PAGE EXCERPT:
Fundamentals?


#1

So after playing Marvel for 2 years, I still get bopped easily

I realised my problem is because I have no fundamentals.

What are these fundamentals? I’m assuming footsies and spacing?
And how do I go about improving on these?

I tried playing Ultra to focus more on these but it hasn’t been paying off. I’ll definitely try some more and focus on patience.


#2

What do you have trouble with the most?

“Fundamentals” cover such a wide area that even seasoned players will give you a different answer every time. For example, when someone tells me they have a problem with spacing, I’m still not sure what they mean. In general, you space yourself in a way that’s good for your character, but not that great for your opponent. But this is matchup-specific knowledge. Also, if you look at a character like Ryu, he can space himself either at a range where he is strong playing footsies, or where he is strong zoning with fireballs and anti-airing. He will position himself differently in each case.

In short, give us some information about the character you use, and what you struggle with the most. Do you have trouble opening up the opponent? Are you weak on defense? etc etc.


#3

How do you realize you have no fundamentals if you don’t know what they are?

ACTIONS TO TAKE:
A. For each statement about the forum thread, answer yes or no on whether it agrees with the text, and quote the deciding words: (i) the first poster has played Marvel for two years; (ii) the second post says seasoned players agree on what fundamentals mean; (iii) the first poster says playing Ultra has paid off.
B. Reproduce the forum thread word for word from "And how do I" to "focus on patience.".
The listing that follows comes from a different source than the forum thread.

RECORD EXTRACTS:
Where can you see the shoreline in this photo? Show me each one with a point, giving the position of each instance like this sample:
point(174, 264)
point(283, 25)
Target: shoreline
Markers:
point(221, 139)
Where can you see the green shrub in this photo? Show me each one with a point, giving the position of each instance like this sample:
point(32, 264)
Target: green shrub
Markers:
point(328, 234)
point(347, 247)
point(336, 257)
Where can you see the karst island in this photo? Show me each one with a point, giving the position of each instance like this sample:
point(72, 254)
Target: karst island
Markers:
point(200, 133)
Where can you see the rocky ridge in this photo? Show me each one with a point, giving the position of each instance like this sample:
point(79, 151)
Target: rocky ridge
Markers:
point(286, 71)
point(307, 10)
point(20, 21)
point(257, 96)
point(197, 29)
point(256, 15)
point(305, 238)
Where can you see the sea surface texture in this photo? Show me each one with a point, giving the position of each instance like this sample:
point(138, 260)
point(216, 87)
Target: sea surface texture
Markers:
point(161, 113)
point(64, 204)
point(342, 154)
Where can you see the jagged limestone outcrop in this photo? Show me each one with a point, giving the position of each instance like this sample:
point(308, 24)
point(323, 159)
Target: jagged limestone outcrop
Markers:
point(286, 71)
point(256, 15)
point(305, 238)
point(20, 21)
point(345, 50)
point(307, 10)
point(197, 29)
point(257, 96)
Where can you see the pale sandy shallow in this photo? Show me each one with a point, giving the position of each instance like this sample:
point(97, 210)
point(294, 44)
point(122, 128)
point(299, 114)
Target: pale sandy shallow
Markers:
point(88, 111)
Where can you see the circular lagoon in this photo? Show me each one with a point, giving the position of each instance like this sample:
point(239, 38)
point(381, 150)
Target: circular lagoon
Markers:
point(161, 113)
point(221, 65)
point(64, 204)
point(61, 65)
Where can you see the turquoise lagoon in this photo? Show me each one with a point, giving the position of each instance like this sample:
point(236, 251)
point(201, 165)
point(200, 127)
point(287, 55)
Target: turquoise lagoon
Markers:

THE RESPONSES:
A.
(i) Yes: "So after playing Marvel for 2 years, I still get bopped easily"
(ii) No: "even seasoned players will give you a different answer every time"
(iii) No: "it hasn’t been paying off"

B.
And how do I go about improving on these?

I tried playing Ultra to focus more on these but it hasn’t been paying off. I’ll definitely try some more and focus on patience.